▶ [Página]

Revista Cultura y Ocio
La virtud del tiempo congelado: Expo 58, de Jonathan Coe, por Jordi Corominas i Julián
Jonathan Coe, Expo 58, Anagrama, Barcelona, 2015 Traducción de Mauricio Bach
Hay vida más allá de la santísima trinidad encarnada por Martin Amis, Ian McEwan y Julian Barnes. Allan Hollinghurst, Edward St. Aubyn, John Lanchester o Zadie Smith lo demuestran. Todos estos nombres tienen una narrativa que tanto por forma como por temática puede definirse como muy británica, pero quizá ninguno de ellos refleja de un modo más concreto este sentido de pertenencia a las islas como Jonathan Coe, quien a lo largo de su trayectoria se ha revelado como un pequeño gran maestro a la hora de pintar frescos de Historia contemporánea a partir de minucias cotidianas que adquieren carácter universal y muestran la evolución de la sociedad inglesa, sus virtudes y miserias.
La obra del novelista de Birmingham tiene está obsesión en la modernidad de su país, como si a partir del detalle de las vidas anónimas aspirara a captar los constantes estados de ánimo a través de las décadas. En Expo 58 repite la operación al tiempo que altera la estabilidad territorial porque así lo requiere la idea conceptual que se trae entre manos, donde el viaje de Thomas Foley de Londres a Bruselas traza la superación de fronteras individuales y colectivas.
Resulta interesante comparar la última entrega de Coe con Chesil Beach de McEwan desde una perspectiva que encaja a las mil maravillas en la elección de un mundo para poder exprimir una serie de ideas. La Inglaterra previa a The Beatles, la que dicen falleció con el funeral de Winston Churchill, era un lugar que no había superado el adiós a su pasado imperial y seguía sin intuir esos sesenta gloriosos que le confirieron un puesto privilegiado en el podio de enhebrar modernidad. Tanto McEwan como Coe coinciden en sus novelas al plantear su retrato de esos años de impasse desde las parejas, pero uno lo centra en la monotonía de un matrimonio apenas estrenado que transcurre sus horas en la mediocridad programada de las vacaciones y el otro elige a una pareja consolidada invadida por una monotonía que rompe la llamada para la capital belga con la misión de supervisar el buen funcionamiento del pub Britannia, uno de los mayores atractivos de la presencia de los de la Union Jack en la Expo famosa por el Atomium.

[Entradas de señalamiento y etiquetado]
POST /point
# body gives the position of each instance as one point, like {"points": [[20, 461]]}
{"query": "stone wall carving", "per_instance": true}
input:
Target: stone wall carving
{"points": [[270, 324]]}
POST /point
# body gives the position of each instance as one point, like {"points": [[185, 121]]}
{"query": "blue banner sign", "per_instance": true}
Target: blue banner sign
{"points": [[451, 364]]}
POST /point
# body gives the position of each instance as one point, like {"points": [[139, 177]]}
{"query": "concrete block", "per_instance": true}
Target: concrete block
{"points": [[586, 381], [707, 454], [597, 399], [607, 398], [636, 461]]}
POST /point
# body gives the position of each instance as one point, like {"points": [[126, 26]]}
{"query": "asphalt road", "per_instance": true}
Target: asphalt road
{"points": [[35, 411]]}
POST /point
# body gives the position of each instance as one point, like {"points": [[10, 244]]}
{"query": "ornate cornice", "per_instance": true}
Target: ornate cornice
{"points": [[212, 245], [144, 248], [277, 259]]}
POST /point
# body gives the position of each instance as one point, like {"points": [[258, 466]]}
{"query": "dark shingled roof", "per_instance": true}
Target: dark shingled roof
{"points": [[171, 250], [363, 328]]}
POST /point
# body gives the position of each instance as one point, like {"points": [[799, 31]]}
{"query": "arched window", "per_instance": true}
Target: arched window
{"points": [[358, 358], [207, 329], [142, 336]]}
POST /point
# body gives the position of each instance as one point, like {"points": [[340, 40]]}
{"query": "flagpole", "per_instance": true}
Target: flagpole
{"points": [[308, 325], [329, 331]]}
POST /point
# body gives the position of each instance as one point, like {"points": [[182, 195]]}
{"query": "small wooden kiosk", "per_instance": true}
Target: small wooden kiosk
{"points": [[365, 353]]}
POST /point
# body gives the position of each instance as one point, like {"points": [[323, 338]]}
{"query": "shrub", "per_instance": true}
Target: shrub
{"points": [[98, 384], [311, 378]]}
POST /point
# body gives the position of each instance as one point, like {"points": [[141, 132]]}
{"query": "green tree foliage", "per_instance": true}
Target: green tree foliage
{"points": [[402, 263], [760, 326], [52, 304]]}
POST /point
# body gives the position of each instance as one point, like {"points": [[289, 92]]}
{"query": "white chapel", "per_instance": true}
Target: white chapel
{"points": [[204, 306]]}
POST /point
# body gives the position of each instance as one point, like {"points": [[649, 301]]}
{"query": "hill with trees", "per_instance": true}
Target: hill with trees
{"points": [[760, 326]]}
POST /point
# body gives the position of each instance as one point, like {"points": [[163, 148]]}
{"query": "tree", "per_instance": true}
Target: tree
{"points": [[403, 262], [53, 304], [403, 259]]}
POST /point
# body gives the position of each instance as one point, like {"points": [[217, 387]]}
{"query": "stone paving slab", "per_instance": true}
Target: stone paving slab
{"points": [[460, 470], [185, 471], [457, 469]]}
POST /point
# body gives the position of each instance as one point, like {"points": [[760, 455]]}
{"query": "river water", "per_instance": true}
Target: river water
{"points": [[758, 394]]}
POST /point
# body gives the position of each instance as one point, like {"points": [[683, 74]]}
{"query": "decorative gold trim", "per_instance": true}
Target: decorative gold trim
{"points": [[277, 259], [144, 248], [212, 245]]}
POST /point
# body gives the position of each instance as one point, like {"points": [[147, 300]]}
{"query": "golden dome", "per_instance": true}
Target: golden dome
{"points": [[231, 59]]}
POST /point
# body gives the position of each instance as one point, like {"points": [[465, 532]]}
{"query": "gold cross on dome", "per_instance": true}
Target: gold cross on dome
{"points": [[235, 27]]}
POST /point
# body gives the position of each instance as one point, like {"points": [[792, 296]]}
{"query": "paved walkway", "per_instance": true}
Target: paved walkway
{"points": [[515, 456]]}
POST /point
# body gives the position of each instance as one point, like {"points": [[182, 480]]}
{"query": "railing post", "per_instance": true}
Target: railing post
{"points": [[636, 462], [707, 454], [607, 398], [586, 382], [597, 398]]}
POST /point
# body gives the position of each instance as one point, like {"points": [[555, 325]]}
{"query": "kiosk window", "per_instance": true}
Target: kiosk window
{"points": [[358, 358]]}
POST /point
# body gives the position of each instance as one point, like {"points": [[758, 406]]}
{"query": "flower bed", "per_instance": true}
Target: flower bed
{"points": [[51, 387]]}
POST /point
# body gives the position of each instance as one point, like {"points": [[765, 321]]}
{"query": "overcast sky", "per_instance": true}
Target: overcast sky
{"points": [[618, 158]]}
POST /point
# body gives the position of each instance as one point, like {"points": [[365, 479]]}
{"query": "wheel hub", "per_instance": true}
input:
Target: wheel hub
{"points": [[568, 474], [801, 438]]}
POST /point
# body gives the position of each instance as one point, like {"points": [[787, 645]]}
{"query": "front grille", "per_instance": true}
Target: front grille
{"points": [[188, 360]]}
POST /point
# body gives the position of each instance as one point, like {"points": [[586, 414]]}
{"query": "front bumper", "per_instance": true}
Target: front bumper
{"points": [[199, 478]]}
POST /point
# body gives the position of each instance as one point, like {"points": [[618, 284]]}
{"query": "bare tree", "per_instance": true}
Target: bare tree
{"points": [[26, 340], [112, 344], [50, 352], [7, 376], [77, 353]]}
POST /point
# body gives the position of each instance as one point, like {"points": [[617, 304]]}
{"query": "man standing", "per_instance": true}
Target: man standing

▶ [Tareas por realizar]
• 1. Repite literalmente el fragmento de la reseña que empieza en "La obra del" y termina en "individuales y colectivas.".
• 2. Por favor, prosigue la reseña de Expo 58 a partir de su última oración.
El material es independiente de la reseña y no forma parte de ella.

▶ [Respuestas]
• 1.
La obra del novelista de Birmingham tiene está obsesión en la modernidad de su país, como si a partir del detalle de las vidas anónimas aspirara a captar los constantes estados de ánimo a través de las décadas. En Expo 58 repite la operación al tiempo que altera la estabilidad territorial porque así lo requiere la idea conceptual que se trae entre manos, donde el viaje de Thomas Foley de Londres a Bruselas traza la superación de fronteras individuales y colectivas.

• 2.
Thomas Foley avanza a medida que se acerca el momento de partir. De sentirse muy del terruño empieza a sentir un cosquilleo por la responsabilidad que le han encomendado. Su punto de vista personal, plagado de inseguridades y de la nostalgia de un pasado no vivido porque su madre es belga, se mezcla con la euforia general que preside el ambiente del certamen internacional, donde el tutti frutti de nacionalidades crea una atmósfera bien distinta a la de las oficinas de Baker Street, repletas de discursos anquilosados y un hedor caduco que impregna todas las estancias desde una extraordinaria resistencia a la renovación.
El evento de ese ya lejano 1958, con Europa aun lamiéndose las heridas de la Segunda Guerra Mundial pese a la esperanza de la concordia entre los pueblos, se configura en la novela como espacio donde desarrollar una trama que desde la normalidad más absoluta permite a Coe armar una metáfora del miedo al dualismo URSS-USA mediante los personajes centrales del relato, desde el misterioso ruso que come patatas Smith hasta la actriz norteamericana. Estos amigos del protagonista son la excusa para introducir el espionaje desde una vertiente seria aunque paródica, con esa especie de Hernández y Fernández que son Wayne y Radford, encargados de velar por la estabilidad de ciertas relaciones internacionales en las que intervienen secretos de Estado, la energía atómica y otras cuestiones vitales para la seguridad en plena Guerra Fría y el enfrentamiento entre los dos bloques.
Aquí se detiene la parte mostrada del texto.